**EXERCISE**
Copy the lines of the material below from the one containing "Pest-scouting request: tag the wooden bench" through the end of the material, inclusive and with the requests kept. Scale every coordinate in the answers by 1.2, rounding to whole numbers with halves going up.

Dataset rows
★ ★ ★
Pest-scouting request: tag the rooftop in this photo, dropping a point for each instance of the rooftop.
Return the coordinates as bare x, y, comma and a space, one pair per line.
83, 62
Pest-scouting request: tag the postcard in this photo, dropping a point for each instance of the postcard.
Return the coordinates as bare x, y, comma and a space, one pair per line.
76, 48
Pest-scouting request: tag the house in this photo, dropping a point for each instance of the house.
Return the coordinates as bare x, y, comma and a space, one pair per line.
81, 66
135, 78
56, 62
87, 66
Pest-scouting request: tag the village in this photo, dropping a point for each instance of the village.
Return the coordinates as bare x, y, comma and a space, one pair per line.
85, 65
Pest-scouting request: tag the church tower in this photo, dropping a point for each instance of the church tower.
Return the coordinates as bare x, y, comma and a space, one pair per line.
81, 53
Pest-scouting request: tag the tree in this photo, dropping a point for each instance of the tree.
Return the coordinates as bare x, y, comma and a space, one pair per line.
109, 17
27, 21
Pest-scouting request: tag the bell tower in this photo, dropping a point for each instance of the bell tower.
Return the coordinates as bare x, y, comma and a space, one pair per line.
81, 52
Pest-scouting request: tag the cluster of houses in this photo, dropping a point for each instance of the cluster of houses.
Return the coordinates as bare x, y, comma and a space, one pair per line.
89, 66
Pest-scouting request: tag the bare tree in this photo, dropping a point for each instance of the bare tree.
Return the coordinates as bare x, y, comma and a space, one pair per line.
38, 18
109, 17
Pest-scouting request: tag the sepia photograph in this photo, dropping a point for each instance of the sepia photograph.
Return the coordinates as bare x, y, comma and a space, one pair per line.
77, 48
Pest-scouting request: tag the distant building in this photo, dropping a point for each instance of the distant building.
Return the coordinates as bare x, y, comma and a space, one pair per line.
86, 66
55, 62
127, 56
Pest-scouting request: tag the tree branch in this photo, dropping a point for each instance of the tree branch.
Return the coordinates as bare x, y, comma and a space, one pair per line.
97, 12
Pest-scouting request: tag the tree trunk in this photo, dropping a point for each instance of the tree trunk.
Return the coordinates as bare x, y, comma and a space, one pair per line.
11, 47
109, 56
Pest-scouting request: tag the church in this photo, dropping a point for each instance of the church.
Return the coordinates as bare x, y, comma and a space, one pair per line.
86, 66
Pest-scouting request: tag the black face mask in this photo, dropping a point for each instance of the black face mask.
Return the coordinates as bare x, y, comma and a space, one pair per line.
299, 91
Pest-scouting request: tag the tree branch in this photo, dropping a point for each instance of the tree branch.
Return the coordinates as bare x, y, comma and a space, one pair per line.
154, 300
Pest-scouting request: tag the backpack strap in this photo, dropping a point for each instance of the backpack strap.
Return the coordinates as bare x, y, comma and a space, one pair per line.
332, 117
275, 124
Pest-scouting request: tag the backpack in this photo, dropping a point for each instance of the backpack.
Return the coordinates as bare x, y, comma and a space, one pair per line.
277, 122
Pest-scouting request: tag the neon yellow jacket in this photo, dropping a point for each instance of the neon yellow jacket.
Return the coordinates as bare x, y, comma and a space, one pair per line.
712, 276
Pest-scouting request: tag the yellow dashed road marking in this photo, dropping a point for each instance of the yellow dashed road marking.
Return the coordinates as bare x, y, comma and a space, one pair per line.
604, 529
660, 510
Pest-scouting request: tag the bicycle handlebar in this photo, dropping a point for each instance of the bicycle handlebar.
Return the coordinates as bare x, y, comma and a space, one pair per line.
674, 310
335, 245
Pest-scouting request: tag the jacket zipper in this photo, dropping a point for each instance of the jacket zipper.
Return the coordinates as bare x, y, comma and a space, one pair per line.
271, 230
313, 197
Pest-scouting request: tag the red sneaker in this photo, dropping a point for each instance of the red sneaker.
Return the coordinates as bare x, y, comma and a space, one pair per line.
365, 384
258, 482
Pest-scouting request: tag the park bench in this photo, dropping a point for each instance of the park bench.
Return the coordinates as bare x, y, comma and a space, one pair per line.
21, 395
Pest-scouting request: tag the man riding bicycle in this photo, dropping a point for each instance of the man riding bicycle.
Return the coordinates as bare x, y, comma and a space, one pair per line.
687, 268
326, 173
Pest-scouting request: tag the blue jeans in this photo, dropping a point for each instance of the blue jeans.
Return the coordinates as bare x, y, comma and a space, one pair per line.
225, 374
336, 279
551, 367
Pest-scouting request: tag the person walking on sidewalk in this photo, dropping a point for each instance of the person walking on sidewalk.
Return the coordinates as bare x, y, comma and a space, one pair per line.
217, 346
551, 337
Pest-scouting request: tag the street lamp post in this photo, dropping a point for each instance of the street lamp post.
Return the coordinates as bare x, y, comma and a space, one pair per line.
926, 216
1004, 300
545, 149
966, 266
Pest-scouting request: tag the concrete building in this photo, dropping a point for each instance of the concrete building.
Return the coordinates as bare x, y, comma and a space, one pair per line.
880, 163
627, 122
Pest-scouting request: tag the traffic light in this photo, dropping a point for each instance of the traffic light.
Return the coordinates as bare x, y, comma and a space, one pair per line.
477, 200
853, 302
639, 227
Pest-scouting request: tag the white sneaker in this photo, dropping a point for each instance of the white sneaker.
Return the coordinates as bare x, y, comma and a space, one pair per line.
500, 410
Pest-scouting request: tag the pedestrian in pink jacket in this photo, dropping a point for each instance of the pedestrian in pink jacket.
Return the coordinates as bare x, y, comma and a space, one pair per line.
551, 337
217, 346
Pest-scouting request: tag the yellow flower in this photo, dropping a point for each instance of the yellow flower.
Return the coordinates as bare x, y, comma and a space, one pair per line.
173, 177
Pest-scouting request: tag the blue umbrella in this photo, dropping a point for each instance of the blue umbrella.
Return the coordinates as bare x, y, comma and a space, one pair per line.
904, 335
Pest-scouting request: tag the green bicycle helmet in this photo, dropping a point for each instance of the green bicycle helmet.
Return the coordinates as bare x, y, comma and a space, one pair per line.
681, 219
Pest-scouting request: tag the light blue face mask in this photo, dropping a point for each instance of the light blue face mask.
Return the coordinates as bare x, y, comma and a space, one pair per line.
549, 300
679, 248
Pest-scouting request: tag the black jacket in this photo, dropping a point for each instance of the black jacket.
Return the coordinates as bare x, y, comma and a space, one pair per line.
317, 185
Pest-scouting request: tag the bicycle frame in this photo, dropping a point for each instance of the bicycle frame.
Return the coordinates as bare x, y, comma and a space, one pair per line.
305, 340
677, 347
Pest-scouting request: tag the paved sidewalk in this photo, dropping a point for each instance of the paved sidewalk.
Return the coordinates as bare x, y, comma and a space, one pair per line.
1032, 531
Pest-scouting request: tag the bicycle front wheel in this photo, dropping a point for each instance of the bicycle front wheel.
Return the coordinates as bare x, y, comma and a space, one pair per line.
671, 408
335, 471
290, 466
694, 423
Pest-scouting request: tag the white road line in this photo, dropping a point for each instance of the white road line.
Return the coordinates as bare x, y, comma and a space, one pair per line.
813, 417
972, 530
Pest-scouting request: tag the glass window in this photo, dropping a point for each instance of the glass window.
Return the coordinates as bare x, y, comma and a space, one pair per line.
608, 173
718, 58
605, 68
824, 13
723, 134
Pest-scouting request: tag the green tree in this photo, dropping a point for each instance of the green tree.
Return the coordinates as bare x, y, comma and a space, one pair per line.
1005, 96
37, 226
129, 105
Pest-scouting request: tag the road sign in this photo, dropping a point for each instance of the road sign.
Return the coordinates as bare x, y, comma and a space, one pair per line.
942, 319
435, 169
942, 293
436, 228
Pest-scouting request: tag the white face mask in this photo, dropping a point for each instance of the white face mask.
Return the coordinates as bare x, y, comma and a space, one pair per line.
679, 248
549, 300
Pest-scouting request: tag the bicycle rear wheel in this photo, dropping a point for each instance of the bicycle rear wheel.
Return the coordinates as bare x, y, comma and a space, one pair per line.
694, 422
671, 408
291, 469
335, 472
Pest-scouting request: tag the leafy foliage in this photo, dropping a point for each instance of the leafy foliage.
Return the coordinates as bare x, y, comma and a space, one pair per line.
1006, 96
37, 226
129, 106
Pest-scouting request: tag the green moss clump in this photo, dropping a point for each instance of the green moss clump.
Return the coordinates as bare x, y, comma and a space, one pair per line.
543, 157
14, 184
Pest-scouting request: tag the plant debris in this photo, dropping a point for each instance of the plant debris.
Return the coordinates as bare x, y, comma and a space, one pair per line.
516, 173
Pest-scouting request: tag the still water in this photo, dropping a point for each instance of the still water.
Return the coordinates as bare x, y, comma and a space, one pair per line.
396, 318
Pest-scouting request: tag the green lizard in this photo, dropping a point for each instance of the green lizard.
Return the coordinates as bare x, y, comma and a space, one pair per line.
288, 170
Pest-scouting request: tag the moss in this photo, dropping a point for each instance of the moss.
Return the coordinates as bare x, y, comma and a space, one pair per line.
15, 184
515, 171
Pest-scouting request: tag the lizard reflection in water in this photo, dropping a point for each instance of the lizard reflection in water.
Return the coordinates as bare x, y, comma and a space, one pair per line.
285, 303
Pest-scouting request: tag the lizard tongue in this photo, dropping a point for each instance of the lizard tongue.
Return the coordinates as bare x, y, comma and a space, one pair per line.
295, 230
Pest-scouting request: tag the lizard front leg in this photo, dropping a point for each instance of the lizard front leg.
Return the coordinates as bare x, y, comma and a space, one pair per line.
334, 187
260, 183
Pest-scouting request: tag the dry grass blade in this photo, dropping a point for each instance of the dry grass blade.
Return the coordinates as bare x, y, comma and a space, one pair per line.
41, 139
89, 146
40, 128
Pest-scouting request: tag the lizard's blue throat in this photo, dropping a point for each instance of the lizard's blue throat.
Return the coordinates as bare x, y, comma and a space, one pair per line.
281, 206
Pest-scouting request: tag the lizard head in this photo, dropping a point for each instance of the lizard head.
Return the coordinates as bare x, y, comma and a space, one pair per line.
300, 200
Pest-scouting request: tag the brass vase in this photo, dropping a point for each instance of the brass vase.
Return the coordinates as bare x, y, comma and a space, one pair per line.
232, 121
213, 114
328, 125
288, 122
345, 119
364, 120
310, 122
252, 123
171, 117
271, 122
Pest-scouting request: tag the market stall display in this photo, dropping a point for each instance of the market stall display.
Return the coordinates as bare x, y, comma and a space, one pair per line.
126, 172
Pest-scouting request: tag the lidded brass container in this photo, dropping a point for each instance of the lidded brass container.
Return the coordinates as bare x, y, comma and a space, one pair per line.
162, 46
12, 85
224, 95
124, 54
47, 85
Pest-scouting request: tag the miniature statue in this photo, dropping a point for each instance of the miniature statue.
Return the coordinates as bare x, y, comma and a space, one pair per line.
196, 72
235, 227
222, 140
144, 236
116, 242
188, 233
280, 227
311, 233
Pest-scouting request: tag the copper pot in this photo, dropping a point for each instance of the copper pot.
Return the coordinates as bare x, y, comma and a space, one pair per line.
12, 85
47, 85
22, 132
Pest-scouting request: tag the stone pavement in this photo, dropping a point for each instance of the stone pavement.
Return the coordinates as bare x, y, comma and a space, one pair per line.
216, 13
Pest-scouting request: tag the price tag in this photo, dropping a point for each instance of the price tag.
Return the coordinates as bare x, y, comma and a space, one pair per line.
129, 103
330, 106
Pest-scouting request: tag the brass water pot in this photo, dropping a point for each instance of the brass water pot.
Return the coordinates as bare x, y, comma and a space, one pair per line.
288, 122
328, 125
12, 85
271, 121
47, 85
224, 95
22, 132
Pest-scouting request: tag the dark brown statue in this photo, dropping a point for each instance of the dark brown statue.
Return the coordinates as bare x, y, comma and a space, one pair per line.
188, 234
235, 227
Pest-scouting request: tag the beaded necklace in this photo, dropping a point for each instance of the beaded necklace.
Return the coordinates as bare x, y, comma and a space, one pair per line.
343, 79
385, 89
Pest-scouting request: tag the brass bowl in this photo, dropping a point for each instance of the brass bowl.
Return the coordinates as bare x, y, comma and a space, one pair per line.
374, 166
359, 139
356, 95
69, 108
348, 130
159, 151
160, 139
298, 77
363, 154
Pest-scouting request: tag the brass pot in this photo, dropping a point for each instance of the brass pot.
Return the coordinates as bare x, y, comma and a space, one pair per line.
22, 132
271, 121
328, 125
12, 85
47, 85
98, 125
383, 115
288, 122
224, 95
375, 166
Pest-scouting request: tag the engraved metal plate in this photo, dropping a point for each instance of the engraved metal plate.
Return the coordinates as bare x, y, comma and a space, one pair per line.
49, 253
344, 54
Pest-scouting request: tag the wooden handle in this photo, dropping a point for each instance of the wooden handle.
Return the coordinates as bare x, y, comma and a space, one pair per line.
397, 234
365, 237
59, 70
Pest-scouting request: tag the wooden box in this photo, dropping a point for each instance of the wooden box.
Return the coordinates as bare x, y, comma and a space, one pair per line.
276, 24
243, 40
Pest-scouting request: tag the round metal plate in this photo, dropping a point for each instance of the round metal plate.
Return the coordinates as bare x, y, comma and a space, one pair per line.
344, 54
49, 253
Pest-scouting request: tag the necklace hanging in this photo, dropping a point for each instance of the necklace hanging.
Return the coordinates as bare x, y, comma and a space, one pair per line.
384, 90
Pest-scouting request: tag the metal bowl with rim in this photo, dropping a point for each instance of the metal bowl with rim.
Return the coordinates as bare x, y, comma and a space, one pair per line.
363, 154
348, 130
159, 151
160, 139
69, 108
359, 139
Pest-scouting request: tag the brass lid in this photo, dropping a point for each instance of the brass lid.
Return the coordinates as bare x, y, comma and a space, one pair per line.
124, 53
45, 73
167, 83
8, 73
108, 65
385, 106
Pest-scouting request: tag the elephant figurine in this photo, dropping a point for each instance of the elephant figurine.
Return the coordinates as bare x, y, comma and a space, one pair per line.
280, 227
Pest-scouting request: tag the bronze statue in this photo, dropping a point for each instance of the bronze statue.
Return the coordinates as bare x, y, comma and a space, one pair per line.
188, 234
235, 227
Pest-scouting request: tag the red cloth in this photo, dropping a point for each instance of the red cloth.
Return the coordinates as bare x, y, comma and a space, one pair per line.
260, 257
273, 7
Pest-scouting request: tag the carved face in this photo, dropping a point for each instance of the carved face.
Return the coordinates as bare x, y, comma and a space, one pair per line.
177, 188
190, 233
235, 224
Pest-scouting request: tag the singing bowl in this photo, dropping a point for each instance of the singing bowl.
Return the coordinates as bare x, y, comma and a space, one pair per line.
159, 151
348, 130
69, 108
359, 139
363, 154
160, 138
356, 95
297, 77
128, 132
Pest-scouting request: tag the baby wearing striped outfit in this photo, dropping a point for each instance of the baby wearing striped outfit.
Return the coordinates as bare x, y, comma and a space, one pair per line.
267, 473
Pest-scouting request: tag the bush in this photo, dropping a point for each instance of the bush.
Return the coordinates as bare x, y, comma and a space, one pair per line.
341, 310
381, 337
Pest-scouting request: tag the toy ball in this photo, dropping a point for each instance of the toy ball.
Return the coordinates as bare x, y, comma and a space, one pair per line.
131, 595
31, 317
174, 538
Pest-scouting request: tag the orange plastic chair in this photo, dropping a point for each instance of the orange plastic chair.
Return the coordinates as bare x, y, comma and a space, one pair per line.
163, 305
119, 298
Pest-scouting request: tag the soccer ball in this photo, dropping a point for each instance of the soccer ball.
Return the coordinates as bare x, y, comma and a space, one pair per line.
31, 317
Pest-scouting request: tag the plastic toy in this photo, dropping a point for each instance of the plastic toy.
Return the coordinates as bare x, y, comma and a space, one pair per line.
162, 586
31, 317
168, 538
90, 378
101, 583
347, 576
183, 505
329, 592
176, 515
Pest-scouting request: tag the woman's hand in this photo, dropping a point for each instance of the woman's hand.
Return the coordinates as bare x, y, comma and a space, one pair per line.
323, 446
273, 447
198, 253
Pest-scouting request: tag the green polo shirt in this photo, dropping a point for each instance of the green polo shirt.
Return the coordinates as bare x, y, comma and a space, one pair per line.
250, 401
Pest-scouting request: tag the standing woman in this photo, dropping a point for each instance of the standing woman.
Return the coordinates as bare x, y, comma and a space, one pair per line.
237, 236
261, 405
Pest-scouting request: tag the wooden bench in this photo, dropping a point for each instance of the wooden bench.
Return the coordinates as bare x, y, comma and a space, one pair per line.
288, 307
★ ★ ★
**WRITTEN SOLUTION**
Pest-scouting request: tag the wooden bench in this photo, dropping a point for each instance of the wooden bench.
Return the coordinates as bare x, y, comma and a space, one pair per line.
346, 368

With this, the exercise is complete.